• **Required action**: From the Hilcorp gas field report, repeat the part that opens with the words containing "Chevron discovered a" and closes with "a development program.", keeping every word as it appears.

• **Passage for review**:
Hilcorp did not drill any wells or perform any major well work at Kasilof last year after formally acquiring the unit from Marathon in February 2013. The company suspended production from April through October 2013 because of “the seasonal lack of market demand for gas” in the summer in Southcentral. The well produced 2,299 thousand cubic feet per day at the start of the year but only 1,609 mcf per day by the end of the year.

This year, Hilcorp “anticipates limited production of KAS-1” because “no new drilling programs are justified, and current opportunities to enhance production are limited.”

The only maintenance activities Hilcorp had planned for 2014 was to run a capillary string to 13,000 feet to reduce “liquid loading” that has been “inhibiting sustained gas flow” from the KAS-1 well, the company said in a March 2014 plan of development.

Given the declining production and lack of foreseeable opportunities for development, Hilcorp told the state that it might use the Kasilof facilities to assist another asset in its portfolio, probably the nearby Ninilchik unit. “Existing facilities may be downsized to accommodate the reduced production capacity of the (Kasilof participating area) while benefitting the production of Hilcorp’s other assets that are currently not producing.”

Cumulatively, Kasilof produced some 4.3 bcf through July 2014.

The Ninilchik unit

The Ninilchik unit follows the coastline south of Kasilof.

Chevron discovered a Tyonek gas field in the area in June 1961. Marathon later discovered two other fields in 2001 and 2002 and pursued a development program.

The state formed the Ninilchik unit in 2001 and expanded it to include the former Falls Creek unit in 2003. Also in 2003, the state formed three participating areas at the unit: Falls Creek, Grassim Oskolkoff and Susan Dionne, which was expanded in 2007.

After acquiring the unit in early 2013, Hilcorp devoted considerable attention to Ninilchik, launching an exploration campaign and subsequently expanding existing developments.

Under its 2013 development plan, Hilcorp drilled four exploration wells: Susan Dionne No. 8, Paxton No. 5, Frances No. 1 and Falls Creek No. 5. The program primarily targeted gas but included some of the first oil exploration work at the field in decades.

The program prompted two major developments.

First, Hilcorp built a Bartolowitz pad at the unit and proposed a five-well development program. Second, Hilcorp said it would likely form two participating areas in 2015.

The 12,000-foot Susan Dionne No. 8 well was non-commercial for oil, but Hilcorp completed the well as a producer from both the Susan Dionne participating area and the Beluga formation on a tract basis. The results led Hilcorp to build the Bartolowitz pad in August 2013 and drill the Frances No. 1 exploration well later in the year.

Although Frances No. 1 was also non-commercial for oil, the well showed a “strong potential” for gas production. In August 2014, Hilcorp proposed a five-well development program from the Bartolowitz pad - two this year and up to three more by 2017.

The development proposal called for drilling the 10,000-foot Frances No. 2 well in October and the 10,000-foot Frances No. 3 well in November, with the Frances No. 4, Frances No. 5 and Frances No. 6 wells coming in subsequent years, as necessary.

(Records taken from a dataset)
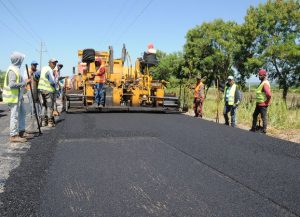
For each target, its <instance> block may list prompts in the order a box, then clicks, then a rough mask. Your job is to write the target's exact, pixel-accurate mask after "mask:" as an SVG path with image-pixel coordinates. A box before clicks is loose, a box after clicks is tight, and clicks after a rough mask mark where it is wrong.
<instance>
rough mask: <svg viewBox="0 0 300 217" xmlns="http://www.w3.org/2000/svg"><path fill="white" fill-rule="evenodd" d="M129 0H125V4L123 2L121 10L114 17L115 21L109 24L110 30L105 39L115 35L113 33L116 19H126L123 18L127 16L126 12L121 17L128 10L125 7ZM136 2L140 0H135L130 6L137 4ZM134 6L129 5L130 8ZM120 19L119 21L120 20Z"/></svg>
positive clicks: (122, 19)
mask: <svg viewBox="0 0 300 217" xmlns="http://www.w3.org/2000/svg"><path fill="white" fill-rule="evenodd" d="M128 2H129V1H128V0H125V1H124V2H123V4H122V6H121V7H120V10H119V11H118V13H117V14H116V16H115V17H114V19H113V21H112V22H111V25H110V26H109V31H107V34H106V36H107V37H105V39H109V38H110V37H111V36H112V35H113V33H114V31H113V30H114V26H115V24H116V21H117V20H118V18H121V19H119V20H121V21H124V19H122V18H123V17H124V18H125V16H126V15H127V14H126V13H125V16H122V17H121V15H123V13H124V12H126V11H127V10H126V9H125V6H126V4H127V5H128ZM136 2H138V0H135V1H134V2H132V4H131V5H130V6H133V5H135V3H136ZM131 8H132V7H129V9H131ZM119 20H118V21H119Z"/></svg>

• **Output for this exercise**:
Chevron discovered a Tyonek gas field in the area in June 1961. Marathon later discovered two other fields in 2001 and 2002 and pursued a development program.